*Source text*
Profit calculation for churn prevention data mining models (part 2 of 3)

09.04.2011 Hilmar Buchta

SQL Server 2005 | SQL Server 2008 | SQL Server 2008R2

In part 1 of this mini series of data mining posts I showed how data mining can be used to optimize a churn prevention campaign by selecting the optimal sub sample of customers to receive a voucher. For this optimization I used a data mining model (without going into detail about the model itself). However, developing such a model is not always an easy task and can result in relevant additional costs. This post first looks at an “alternative” method which you might find easier to implement in the first step. In fact, when facing any kind of optimization or prediction problem, data mining should not be the only option you’re taking into account.

With our data mining approach we were able to transform the average churn rate of the customers (used by the trivial model first) into a customer specific churn rate. By sorting the customers by this individual churn rate we could address those customers first, for which is was most likely that they will not return. This made our investment more efficient.

For the next approach, we will ignore this individual churn score and go back to the average churn score of 50% from the example of my last post. But now we will be looking at a customer specific profit. Depending on your data, profit may be replaced by some other value measure for the customer (revenue, customer life time value etc.).

In the same way as in the previous approach, we can simply sort our customers by their value in descending order and address the customers with the highest value first. Again, the warning from my last post also applies here: The customers with the highest value might not respond to the $10 voucher in the same way as customers with a lower value. I will get back to this point later.

*Direction 1*
How many lines of the listing below contain the word "bird"? Reply with the number alone.

*Supplied data*
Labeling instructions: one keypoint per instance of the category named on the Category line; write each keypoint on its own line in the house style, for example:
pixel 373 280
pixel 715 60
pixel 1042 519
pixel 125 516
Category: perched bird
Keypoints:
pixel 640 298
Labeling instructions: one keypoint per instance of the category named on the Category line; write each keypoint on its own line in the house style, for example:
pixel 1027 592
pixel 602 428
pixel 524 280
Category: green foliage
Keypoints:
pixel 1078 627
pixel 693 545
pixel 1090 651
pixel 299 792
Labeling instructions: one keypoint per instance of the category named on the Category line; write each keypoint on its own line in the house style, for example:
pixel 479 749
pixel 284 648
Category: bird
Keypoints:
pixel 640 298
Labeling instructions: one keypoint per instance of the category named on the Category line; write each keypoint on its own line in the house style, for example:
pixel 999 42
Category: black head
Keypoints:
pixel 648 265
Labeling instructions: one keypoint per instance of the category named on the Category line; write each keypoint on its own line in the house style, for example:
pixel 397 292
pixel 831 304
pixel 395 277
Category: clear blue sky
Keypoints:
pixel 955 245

*Direction 2*
In the churn prevention post, what average churn score does the new approach go back to?

*Exercise solution 1*
2

*Exercise solution 2*
50%